Begin Data provided

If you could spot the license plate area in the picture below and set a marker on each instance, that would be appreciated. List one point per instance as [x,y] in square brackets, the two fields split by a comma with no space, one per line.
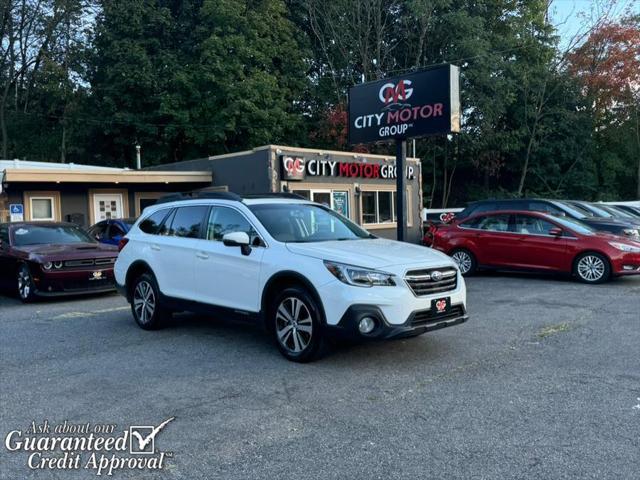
[440,306]
[97,275]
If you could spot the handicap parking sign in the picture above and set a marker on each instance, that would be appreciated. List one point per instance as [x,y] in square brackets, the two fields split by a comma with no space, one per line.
[17,212]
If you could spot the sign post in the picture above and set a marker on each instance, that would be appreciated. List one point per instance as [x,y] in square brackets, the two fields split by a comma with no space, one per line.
[401,218]
[409,106]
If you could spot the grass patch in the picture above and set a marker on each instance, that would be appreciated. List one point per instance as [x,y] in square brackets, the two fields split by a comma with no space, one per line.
[553,329]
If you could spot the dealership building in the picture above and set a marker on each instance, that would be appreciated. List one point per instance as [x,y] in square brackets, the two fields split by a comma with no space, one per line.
[85,194]
[360,186]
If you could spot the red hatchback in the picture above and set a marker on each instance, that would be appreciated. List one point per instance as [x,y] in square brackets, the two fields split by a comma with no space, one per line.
[521,240]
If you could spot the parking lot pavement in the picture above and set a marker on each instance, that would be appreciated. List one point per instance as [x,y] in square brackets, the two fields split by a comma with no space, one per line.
[542,382]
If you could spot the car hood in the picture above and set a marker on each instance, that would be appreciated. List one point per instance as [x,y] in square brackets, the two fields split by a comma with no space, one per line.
[69,251]
[372,253]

End Data provided

» What the task requires
Copy out the listing above word for word, leaving out the picture.

» Expected output
If you could spot the license plate area in the picture below and set a marker on each instance, that would be appreciated. List one point per instance as [x,y] in square brackets, the two fields split by a comma with no space, one per line.
[440,306]
[97,275]
If you could spot the handicap parking sign in the picture above and set a marker on each instance, that would be appreciated. List one point per instance as [x,y] in square brackets, the two fields split by a comma with no space, one per line.
[17,212]
If you could spot the sign post in the picture above and set a marker on each instance, that would be appreciated. List one point per instance as [x,y] in square brackets, the two fields split by a comma with no space, one per line.
[401,218]
[409,106]
If you could spot the grass patch in the picture above and set a marker on each instance, that would be appreciated. List one point per instance as [x,y] in square brackets, the two fields split by a comma with no space, one per line.
[553,329]
If you could spot the dealership building in the picture above and set a marker on each instance, that would be appreciated. List one point per instance as [x,y] in square brackets, the two fields split by a comma with no space, one per line.
[85,194]
[360,186]
If you could spot the red hatchback in the picture above and set a marker on each instance, that would be appreciated. List one point per instance as [x,y] in square brackets, the two fields split by a comma with no space, one per line.
[521,240]
If you could spot the parking lot pavement in the picture above and set a marker on each instance, that would be appreciated. List one point per instance as [x,y] in square brackets, the two fields split by a comma with no space, one per line.
[542,382]
If you could spot the car hood in the picture above and set a marker on each instance, that would be appreciated. List one point per instance as [x,y] in square brackets, the two fields split by a comma with no space, one per line.
[69,251]
[372,253]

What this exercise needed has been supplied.